_WHAT TO PRODUCE_
Write every line of the rows below as a JSON list of strings, one string per line, and leave out any blank lines.

_DATA FOR THIS EXERCISE_

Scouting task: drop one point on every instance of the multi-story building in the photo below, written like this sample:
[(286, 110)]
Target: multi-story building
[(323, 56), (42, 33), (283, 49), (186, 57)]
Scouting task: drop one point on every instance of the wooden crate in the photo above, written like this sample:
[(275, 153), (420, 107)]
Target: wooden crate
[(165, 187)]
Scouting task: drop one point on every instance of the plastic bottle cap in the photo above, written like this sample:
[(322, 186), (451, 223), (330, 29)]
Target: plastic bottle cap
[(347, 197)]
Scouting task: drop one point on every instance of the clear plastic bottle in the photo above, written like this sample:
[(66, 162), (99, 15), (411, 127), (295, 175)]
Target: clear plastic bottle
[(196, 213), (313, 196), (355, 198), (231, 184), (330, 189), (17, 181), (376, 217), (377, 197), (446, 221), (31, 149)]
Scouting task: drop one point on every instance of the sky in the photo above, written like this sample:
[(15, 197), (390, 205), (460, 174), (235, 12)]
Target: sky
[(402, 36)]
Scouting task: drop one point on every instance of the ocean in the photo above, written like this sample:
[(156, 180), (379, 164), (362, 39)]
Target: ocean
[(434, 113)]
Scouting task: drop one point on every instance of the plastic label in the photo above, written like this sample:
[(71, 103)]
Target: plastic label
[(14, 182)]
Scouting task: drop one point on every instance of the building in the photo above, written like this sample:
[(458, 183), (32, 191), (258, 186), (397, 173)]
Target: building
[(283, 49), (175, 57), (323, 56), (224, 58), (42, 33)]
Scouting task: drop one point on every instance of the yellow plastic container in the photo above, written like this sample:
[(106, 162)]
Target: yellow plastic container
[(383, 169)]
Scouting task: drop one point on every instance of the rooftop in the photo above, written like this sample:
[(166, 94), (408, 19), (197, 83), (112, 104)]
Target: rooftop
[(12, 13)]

_RESULT BELOW_
[
  "Scouting task: drop one point on every instance of the multi-story building in the photo below, written like this sample:",
  "[(286, 110)]",
  "Target: multi-story building",
  "[(323, 56), (42, 33), (283, 49), (186, 57)]",
  "Scouting task: drop one point on every instance of the wooden crate in the photo above, written like this sample:",
  "[(275, 153), (420, 107)]",
  "Target: wooden crate",
  "[(165, 187)]",
  "Scouting task: drop one point on every instance of the plastic bottle cap in the photo above, written like this sample:",
  "[(322, 186), (451, 223), (330, 29)]",
  "Target: plastic bottle cap",
  "[(347, 197)]",
  "Scouting task: drop one point on every instance of the clear plastic bottle in the photo above, written like this sample:",
  "[(66, 162), (99, 15), (411, 127), (295, 175)]",
  "Target: clear plastic bottle",
  "[(196, 213), (313, 196), (355, 198), (231, 184), (330, 189), (17, 181), (376, 217), (377, 197), (446, 221), (31, 149)]",
  "Scouting task: drop one point on every instance of the sky in the photo above, written like this sample:",
  "[(15, 197), (390, 205), (460, 174), (235, 12)]",
  "Target: sky",
  "[(402, 36)]",
  "Scouting task: drop one point on every instance of the ocean in the photo above, written like this sample:",
  "[(156, 180), (379, 164), (362, 39)]",
  "Target: ocean",
  "[(434, 113)]",
  "Scouting task: drop one point on every instance of the plastic label in the photo above, written like this sample:",
  "[(71, 103)]",
  "Target: plastic label",
  "[(14, 182)]",
  "Scouting task: drop one point on every instance of the building in the photo above, written like this sample:",
  "[(458, 183), (32, 191), (258, 186), (397, 173)]",
  "Target: building",
  "[(283, 49), (175, 57), (323, 56), (224, 58), (42, 33)]",
  "Scouting task: drop one point on every instance of the yellow plastic container in the photo above, written like this sample:",
  "[(106, 162)]",
  "Target: yellow plastic container",
  "[(383, 169)]",
  "Scouting task: drop one point on every instance of the rooftop in the photo above, written like this sample:",
  "[(166, 94), (408, 19), (197, 83), (112, 104)]",
  "Target: rooftop",
  "[(12, 13)]"
]